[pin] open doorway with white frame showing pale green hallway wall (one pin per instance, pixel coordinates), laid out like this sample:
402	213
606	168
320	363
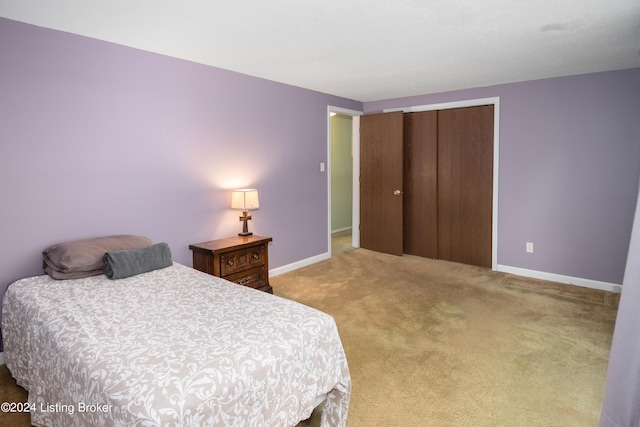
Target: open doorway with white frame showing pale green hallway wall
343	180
==========
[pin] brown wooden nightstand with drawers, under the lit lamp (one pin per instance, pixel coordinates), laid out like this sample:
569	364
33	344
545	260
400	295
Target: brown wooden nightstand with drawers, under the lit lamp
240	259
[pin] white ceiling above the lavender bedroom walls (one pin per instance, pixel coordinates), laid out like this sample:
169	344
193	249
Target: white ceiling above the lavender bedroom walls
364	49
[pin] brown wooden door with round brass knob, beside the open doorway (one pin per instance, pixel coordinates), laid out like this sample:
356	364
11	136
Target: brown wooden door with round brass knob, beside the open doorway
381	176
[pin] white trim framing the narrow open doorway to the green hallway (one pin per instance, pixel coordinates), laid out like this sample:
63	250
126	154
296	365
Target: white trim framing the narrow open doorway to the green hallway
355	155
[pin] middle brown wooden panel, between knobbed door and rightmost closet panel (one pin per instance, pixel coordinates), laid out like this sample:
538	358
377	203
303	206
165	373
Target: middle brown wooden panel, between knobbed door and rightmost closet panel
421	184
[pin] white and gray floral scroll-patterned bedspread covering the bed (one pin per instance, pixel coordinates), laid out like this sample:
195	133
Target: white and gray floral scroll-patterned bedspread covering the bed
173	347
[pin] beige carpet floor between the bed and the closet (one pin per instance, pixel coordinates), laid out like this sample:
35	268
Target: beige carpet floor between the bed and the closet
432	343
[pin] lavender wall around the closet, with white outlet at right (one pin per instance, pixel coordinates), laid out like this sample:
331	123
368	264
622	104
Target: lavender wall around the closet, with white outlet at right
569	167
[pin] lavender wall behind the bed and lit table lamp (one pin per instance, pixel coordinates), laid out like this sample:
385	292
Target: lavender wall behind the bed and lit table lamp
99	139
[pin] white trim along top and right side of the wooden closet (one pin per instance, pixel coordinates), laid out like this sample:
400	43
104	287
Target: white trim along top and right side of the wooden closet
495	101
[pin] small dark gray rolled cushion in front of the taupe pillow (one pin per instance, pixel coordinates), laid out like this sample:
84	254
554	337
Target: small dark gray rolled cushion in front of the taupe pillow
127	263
==========
About this exercise
Copy every line from the records that holds the string "laid".

Task response
[pin] open doorway with white frame showing pale green hallway wall (one pin per instance, pixel coordinates), laid out like this sample:
[pin] brown wooden nightstand with drawers, under the lit lamp (one pin per instance, pixel coordinates), laid out like this sample:
[pin] white ceiling above the lavender bedroom walls (one pin per instance, pixel coordinates), laid out like this sample:
[pin] brown wooden door with round brass knob, beside the open doorway (one pin per instance, pixel coordinates), laid out like this sample:
[pin] white trim framing the narrow open doorway to the green hallway (one pin per instance, pixel coordinates), laid out like this sample:
[pin] middle brown wooden panel, between knobbed door and rightmost closet panel (one pin per instance, pixel coordinates), laid out like this sample:
[pin] white and gray floral scroll-patterned bedspread covering the bed (one pin per instance, pixel coordinates), laid out like this sample:
[pin] beige carpet floor between the bed and the closet (one pin per instance, pixel coordinates), laid out like this sample:
[pin] lavender wall around the closet, with white outlet at right (one pin per instance, pixel coordinates), laid out like this sample:
[pin] lavender wall behind the bed and lit table lamp (one pin per instance, pixel coordinates), laid out like this sample:
[pin] white trim along top and right side of the wooden closet (one pin per instance, pixel coordinates), laid out like this sample:
[pin] small dark gray rolled cushion in front of the taupe pillow (one pin per instance, pixel coordinates), laid out like this sample:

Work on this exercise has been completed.